**Object point labels**
*****

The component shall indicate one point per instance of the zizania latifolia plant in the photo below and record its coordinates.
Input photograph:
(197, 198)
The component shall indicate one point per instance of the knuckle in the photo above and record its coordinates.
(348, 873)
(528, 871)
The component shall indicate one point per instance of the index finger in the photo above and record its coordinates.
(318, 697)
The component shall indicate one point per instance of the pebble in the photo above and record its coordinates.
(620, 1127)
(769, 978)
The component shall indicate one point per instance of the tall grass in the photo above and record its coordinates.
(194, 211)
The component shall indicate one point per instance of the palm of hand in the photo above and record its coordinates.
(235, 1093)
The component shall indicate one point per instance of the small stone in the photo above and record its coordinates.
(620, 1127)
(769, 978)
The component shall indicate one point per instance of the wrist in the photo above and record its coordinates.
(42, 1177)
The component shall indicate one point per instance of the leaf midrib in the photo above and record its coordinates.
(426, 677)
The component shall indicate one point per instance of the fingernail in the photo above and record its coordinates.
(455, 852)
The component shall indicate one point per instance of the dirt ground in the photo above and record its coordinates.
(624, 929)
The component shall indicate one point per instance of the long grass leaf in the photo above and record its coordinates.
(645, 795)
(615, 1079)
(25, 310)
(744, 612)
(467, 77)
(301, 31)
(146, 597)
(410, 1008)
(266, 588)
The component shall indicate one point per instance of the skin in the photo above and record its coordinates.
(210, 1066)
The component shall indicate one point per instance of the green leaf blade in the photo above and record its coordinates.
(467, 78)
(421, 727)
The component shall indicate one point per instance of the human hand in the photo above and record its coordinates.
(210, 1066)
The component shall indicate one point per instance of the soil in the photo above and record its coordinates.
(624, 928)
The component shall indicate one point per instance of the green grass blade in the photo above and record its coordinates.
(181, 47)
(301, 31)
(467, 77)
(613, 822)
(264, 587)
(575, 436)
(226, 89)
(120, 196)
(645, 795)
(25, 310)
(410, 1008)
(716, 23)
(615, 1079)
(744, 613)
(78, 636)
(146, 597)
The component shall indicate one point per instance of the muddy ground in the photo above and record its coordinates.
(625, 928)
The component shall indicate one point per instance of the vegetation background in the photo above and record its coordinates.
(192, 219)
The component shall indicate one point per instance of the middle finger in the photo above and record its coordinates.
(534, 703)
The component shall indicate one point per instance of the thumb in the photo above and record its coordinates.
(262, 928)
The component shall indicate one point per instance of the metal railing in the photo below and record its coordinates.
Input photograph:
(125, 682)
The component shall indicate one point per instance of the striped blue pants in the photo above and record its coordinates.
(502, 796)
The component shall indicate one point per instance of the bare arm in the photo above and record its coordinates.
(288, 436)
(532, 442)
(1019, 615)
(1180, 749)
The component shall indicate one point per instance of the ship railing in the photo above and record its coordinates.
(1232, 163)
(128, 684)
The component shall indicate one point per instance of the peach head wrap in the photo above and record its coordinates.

*****

**STATED PROBLEM**
Print all of the rows above again without changing a word or a number.

**WORKED ANSWER**
The component shall indicate one point per instance of the zizania latifolia plant in the photo below and record its coordinates.
Input photograph:
(197, 198)
The component shall indicate one point per instance of the knuckle in the photo above and record its coordinates.
(348, 873)
(528, 871)
The component shall indicate one point per instance of the index finger in the photo above and record its coordinates.
(318, 697)
The component shall indicate one point per instance of the pebble in the photo above and record its coordinates.
(620, 1127)
(769, 978)
The component shall indicate one point per instance of the tall grass in the photo above and record its coordinates.
(194, 211)
The component shall indicate one point per instance of the palm of hand in the photo above and record its coordinates.
(235, 1093)
The component shall indicate one point per instance of the small stone in the photo above and record its coordinates.
(620, 1127)
(769, 978)
The component shall indicate one point per instance of the wrist in the photo above and record its coordinates.
(42, 1177)
The component shall indicate one point per instance of the leaf midrib in the photo above and record its coordinates.
(426, 677)
The component shall indicate one point per instance of the fingernail in the photo above and record its coordinates.
(455, 852)
The component shall indicate one point per instance of the dirt ground in the photo above and record its coordinates.
(624, 929)
The component shall indicate one point per instance of the long grass leaf in the photo above and record its coordinates.
(645, 795)
(615, 1079)
(25, 310)
(744, 612)
(467, 77)
(301, 31)
(146, 597)
(410, 1008)
(266, 588)
The component shall indicate one point per instance of the skin in the photo above and record its coordinates.
(210, 1066)
The component shall indicate one point per instance of the green leaf blade in the photo above and record its coordinates.
(467, 78)
(421, 727)
The component shall indicate one point per instance of the human hand in the photo above and record its coordinates.
(210, 1066)
The component shall indicate one point per instance of the soil in the photo above and record its coordinates.
(624, 928)
The component shall indicate one point per instance of the green grass blade in the photo above and record its coordinates.
(181, 47)
(301, 31)
(467, 77)
(613, 822)
(264, 587)
(575, 436)
(226, 89)
(120, 196)
(645, 795)
(25, 310)
(410, 1008)
(716, 23)
(615, 1079)
(744, 613)
(78, 636)
(146, 597)
The component shall indicate one point per instance of the muddy ground in the photo above and record its coordinates.
(625, 928)
The component shall indicate one point per instance of the vegetation background in the photo above and record its coordinates.
(192, 219)
The component shall indicate one point per instance of the middle finger in the photo above and record its coordinates.
(534, 703)
The component shall indicate one point per instance of the thumb in the photo above and record its coordinates.
(262, 928)
The component shall indicate one point per instance of the metal railing in the photo below and record its coordinates.
Input photograph:
(125, 682)
The component shall indicate one point per instance of the striped blue pants in the photo above and record its coordinates.
(502, 796)
The component shall indicate one point per instance of the bare arm in the photo above and record its coordinates.
(288, 436)
(532, 442)
(1019, 615)
(1180, 749)
The component shall indicate one point per instance of the ship railing in the photo above and record its coordinates.
(1232, 163)
(128, 684)
The component shall indicate one point per instance of the peach head wrap in the photo above and record its coordinates.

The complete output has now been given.